GIVEN TEXT »
══════

On April 26, Cosby was convicted on all three charges of sexual assault related to allegations from Andrea Constand. She accused Cosby of drugging and raping her in 2004, when she was an employee at Temple University. In 2005, she filed a civil lawsuit, but the district attorney declined to press criminal charges at the time.
In 2015, Cosy was charged with three second degree felony counts. The first trial in 2017 ended with a mistrial after the jury could not come to a unanimous decision. It took the jury in the retrial less than two days of deliberations to convict Cosby.
Cosby faces up to 10 years in state prison on each charge. Sentencing is expected to take place later this year.
More than 60 women have accused Cosby of drugging and sexually assaulting them, but the Constand case is the only one in which Cosby faced criminal charges. Many of the other cases have long passed the statutes of limitations.
Since Cosby was convicted, the Academy of Motion Picture Arts & Sciences, which presents the Oscars, revoked Cosby’s membership. The Television Academy, which awards the Emmys, also removed references to Cosby from the Television Hall of Fame. Several of Cosby’s honorary degrees, including one from Yale University and Temple University, have been revoked.
Cosby’s wife Camille issued a statement defending her husband last week and called the conviction “mob justice.”
“The overall media, with their frenzied, relentless demonization of him and unquestioning acceptance of accusers’ allegations without any attendant proof, have superseded the Fifth and Fourteenth Amendments, which guarantee due process and equal protection, and thereby eliminated the possibility of a fair trial and unbiased jury. Bill Cosby was labelled as guilty because the media and accusers said so,” Camille Cosby said. “This is mob justice, not real justice. This tragedy must be undone not just for Bill Cosby, but for the country.”

══════

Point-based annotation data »
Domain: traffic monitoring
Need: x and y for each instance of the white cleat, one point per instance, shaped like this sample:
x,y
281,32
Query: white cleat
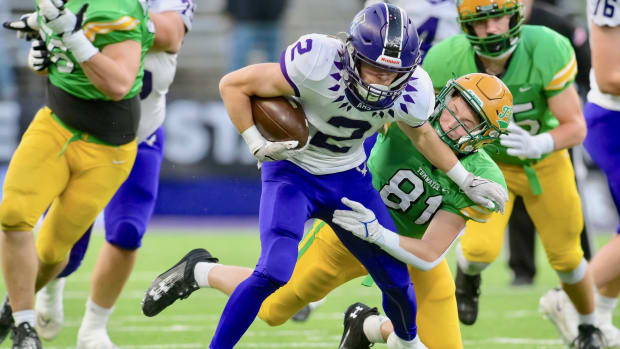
x,y
611,334
557,308
97,339
49,315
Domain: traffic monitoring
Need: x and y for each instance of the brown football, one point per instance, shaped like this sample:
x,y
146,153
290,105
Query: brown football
x,y
280,119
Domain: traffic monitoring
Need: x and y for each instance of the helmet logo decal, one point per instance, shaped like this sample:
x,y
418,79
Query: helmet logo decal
x,y
475,98
504,117
394,35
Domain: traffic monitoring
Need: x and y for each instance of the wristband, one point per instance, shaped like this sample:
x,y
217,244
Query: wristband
x,y
253,137
458,174
546,142
81,48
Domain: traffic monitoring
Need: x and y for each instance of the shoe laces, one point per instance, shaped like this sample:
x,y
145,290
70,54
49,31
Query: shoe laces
x,y
589,337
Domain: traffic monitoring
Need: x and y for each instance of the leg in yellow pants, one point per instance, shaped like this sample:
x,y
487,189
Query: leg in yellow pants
x,y
556,214
326,264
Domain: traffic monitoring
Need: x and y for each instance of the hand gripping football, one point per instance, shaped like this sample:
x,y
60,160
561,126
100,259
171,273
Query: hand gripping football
x,y
280,119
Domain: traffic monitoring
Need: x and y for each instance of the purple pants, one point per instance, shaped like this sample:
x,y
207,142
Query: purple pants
x,y
290,196
603,145
129,211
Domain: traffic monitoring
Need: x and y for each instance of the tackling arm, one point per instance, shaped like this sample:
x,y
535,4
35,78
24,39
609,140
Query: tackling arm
x,y
566,107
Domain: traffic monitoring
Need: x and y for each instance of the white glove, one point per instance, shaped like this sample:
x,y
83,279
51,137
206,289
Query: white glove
x,y
264,150
480,190
520,143
485,192
38,56
27,27
68,26
360,221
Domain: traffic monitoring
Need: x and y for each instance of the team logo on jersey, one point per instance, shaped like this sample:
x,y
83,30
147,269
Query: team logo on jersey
x,y
503,118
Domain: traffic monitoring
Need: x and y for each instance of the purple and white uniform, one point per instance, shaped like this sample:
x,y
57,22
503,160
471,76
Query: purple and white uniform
x,y
312,183
128,213
602,112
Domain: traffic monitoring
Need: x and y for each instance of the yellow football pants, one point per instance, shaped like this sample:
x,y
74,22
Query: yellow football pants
x,y
326,264
556,214
77,184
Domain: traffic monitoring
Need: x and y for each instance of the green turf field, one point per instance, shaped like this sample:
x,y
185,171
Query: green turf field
x,y
508,316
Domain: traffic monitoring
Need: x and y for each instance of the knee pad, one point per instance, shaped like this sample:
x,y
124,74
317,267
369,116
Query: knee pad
x,y
469,268
574,276
76,256
125,234
12,216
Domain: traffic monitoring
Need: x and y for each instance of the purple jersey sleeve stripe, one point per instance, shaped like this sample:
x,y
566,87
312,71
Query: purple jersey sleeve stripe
x,y
285,73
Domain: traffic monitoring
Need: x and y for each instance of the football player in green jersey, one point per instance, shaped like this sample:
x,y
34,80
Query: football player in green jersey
x,y
428,208
538,65
78,149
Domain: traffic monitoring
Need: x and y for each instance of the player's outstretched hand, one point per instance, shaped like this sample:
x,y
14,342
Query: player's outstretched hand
x,y
485,193
26,27
360,221
59,18
522,144
38,56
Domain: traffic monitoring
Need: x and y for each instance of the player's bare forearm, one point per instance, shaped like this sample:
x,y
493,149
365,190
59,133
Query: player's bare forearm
x,y
443,229
604,60
566,107
114,70
236,88
169,31
427,142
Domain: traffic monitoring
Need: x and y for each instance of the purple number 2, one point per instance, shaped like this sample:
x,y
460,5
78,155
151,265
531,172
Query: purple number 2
x,y
301,50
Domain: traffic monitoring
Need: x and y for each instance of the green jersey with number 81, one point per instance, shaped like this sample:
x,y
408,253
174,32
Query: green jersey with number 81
x,y
542,65
413,189
106,22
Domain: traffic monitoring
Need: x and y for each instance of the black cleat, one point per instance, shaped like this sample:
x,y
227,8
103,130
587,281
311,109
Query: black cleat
x,y
467,293
24,336
589,337
353,336
6,319
177,282
302,315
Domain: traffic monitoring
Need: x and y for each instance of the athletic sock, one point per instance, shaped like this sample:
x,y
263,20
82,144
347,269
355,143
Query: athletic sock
x,y
372,328
24,316
201,273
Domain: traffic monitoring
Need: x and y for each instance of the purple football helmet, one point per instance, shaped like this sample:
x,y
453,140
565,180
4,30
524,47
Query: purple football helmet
x,y
382,36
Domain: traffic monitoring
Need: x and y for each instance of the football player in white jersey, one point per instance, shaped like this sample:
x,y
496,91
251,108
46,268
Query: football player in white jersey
x,y
129,211
348,90
602,114
434,19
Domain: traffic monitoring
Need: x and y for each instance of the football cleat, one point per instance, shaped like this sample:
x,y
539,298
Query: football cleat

══════

EXERCISES »
1. From the article on Cosby's conviction, reproduce the passage between "Cosby faces up" and "statutes of limitations.", inclusive, substituting "legal time limits" for "statutes of limitations".
2. Please answer these questions using the article on Cosby's conviction:
(a) In what year did Constand file a civil lawsuit?
(b) How many women have accused Cosby of drugging and sexually assaulting them?
(c) Which organization removed references to Cosby from the Television Hall of Fame?

SOLVED PROBLEMS »
1.
Cosby faces up to 10 years in state prison on each charge. Sentencing is expected to take place later this year.
More than 60 women have accused Cosby of drugging and sexually assaulting them, but the Constand case is the only one in which Cosby faced criminal charges. Many of the other cases have long passed the legal time limits.

2.
(a) 2005
(b) More than 60
(c) The Television Academy